** Records from a data source **
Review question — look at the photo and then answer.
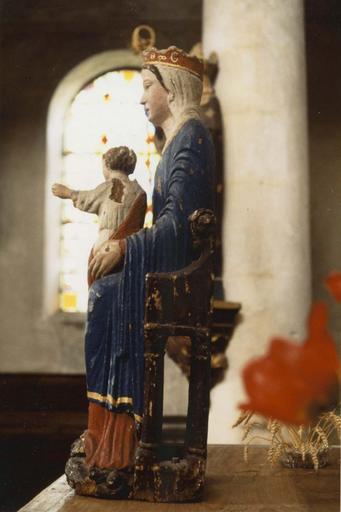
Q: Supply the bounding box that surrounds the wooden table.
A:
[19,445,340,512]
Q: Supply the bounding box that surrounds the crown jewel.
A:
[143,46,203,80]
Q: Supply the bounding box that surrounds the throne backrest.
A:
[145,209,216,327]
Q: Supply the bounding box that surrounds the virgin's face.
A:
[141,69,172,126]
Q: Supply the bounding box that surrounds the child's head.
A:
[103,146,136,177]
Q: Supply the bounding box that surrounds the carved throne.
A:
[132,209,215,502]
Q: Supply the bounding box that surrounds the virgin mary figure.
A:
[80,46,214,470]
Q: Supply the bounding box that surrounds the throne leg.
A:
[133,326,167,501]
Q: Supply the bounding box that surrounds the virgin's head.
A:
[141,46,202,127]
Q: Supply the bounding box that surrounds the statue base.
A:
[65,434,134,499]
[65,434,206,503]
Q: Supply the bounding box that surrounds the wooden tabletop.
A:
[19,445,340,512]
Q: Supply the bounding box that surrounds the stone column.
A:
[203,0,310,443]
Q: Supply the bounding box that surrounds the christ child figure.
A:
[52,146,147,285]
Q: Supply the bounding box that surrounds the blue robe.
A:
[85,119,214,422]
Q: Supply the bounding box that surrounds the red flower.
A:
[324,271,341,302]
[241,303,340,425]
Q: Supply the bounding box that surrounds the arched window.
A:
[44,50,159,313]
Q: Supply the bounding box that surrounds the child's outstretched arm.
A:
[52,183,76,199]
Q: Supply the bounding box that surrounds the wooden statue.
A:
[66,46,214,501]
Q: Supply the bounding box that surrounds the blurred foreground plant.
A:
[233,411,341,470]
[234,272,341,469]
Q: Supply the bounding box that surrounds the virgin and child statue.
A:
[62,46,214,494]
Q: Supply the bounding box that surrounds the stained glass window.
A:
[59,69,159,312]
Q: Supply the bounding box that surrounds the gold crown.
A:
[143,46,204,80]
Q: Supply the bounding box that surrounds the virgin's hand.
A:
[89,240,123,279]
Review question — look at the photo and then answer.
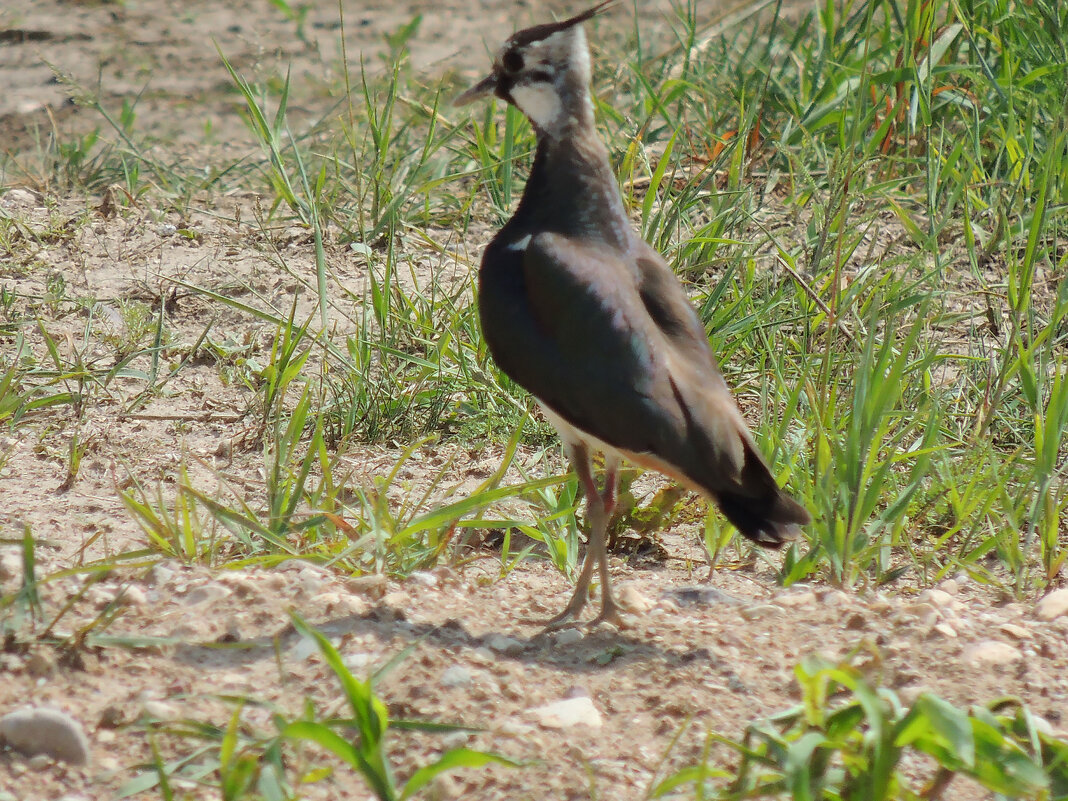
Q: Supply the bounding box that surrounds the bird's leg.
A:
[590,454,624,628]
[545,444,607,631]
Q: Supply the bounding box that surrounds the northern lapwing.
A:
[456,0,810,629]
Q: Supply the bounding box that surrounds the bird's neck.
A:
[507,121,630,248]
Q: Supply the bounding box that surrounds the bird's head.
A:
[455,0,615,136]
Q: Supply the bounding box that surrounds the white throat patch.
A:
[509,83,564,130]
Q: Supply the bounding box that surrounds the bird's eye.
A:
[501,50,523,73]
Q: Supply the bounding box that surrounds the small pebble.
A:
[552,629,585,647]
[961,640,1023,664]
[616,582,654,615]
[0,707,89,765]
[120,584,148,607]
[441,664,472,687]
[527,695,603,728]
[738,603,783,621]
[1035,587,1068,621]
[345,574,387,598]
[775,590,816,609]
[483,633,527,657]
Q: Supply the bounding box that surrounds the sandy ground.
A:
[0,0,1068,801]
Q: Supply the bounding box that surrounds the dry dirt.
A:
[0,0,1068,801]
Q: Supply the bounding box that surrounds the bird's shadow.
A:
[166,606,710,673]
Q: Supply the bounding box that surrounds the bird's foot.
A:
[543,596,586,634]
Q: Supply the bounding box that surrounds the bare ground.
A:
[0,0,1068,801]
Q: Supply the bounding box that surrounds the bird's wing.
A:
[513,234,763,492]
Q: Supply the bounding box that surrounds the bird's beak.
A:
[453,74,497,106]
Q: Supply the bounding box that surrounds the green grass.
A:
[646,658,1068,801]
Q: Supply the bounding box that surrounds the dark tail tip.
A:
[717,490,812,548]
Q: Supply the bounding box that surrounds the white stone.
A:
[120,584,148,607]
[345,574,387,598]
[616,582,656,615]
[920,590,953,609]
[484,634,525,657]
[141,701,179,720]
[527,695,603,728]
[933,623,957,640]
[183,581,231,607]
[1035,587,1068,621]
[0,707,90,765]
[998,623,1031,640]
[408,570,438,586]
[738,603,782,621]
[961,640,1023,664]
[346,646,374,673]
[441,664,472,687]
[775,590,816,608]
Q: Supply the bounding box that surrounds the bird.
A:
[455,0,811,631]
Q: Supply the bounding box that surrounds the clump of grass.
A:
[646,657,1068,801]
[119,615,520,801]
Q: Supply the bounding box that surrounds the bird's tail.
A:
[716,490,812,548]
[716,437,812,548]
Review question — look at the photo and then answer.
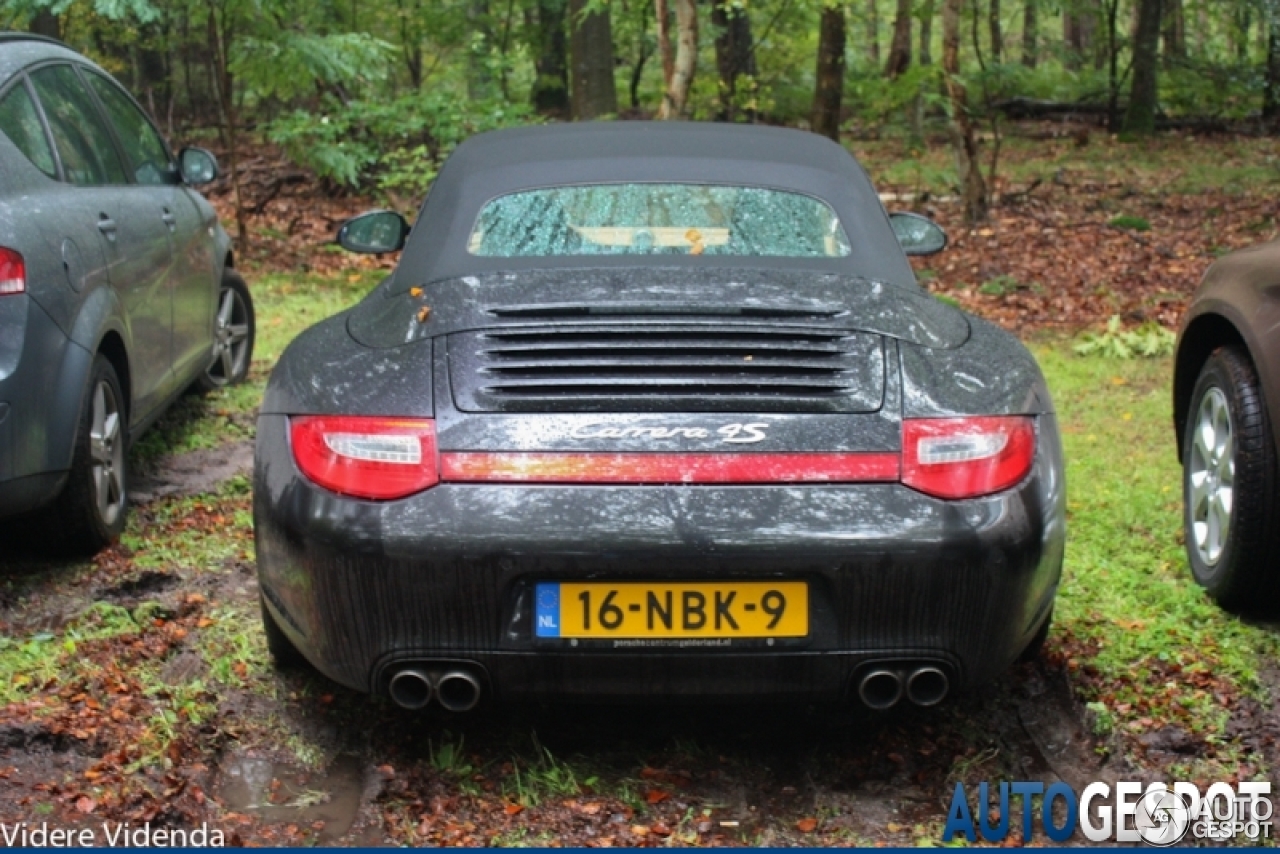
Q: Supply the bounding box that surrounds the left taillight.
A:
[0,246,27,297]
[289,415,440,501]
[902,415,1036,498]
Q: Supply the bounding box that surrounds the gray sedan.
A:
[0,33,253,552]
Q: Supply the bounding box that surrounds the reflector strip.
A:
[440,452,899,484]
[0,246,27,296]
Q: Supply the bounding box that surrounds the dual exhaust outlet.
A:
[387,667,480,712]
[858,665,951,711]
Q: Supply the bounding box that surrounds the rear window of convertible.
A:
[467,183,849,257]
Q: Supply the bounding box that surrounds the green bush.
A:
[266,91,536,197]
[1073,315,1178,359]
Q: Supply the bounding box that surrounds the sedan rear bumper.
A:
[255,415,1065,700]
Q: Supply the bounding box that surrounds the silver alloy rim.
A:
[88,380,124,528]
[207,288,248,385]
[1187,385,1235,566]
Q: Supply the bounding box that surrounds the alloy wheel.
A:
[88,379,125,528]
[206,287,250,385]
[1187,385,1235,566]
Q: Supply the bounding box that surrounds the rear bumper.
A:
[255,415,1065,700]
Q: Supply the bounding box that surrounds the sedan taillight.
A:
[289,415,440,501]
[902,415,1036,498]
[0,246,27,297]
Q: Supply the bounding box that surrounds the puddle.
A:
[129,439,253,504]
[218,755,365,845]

** Task requirements **
Copy the data above word for word, from its first line through the line containing "[52,183,76,199]", including both of those lines. Leave out the pictures.

** Result **
Review question — look at the photo and then answer.
Q: Supply the bounding box that surrounds the wooden table.
A:
[19,445,340,512]
Q: Supply the bounding box that surrounds the crown jewel.
A:
[143,46,203,80]
Q: Supply the bounding box that surrounds the throne backrest.
A:
[145,209,216,327]
Q: Supply the bounding box that surrounds the virgin's face.
A:
[141,69,172,126]
Q: Supply the bounding box that surrounds the child's head.
A:
[103,146,136,177]
Q: Supply the bounding box that surrounds the carved throne.
A:
[132,209,215,502]
Q: Supply the bounding box that surrounds the virgin mary figure.
A:
[80,46,214,470]
Q: Supply the bounding box that surrounds the throne leg.
A:
[133,326,167,501]
Q: Supply the bounding box that surrounds the virgin's head.
A:
[141,46,202,127]
Q: Supply the bounding box that surrounds the statue base.
A:
[65,434,134,499]
[65,434,206,503]
Q: Supply the bounding box that surrounds the wooden tabletop.
A:
[19,445,340,512]
Q: Supply the bounding box that surrounds the stone column.
A:
[203,0,310,443]
Q: Supply the bounding box that surrounds the christ child figure.
A:
[52,146,147,285]
Q: Supply the bounding box that surrounds the blue robe.
A:
[85,119,214,422]
Q: Supply the bounding box that surrounds the red flower.
A:
[324,271,341,302]
[241,303,340,425]
Q: Supply the bounding box that surrounds the arched window.
A:
[44,50,159,313]
Q: Supply the bounding box that surrounds the child's outstretched arm.
A:
[52,183,76,199]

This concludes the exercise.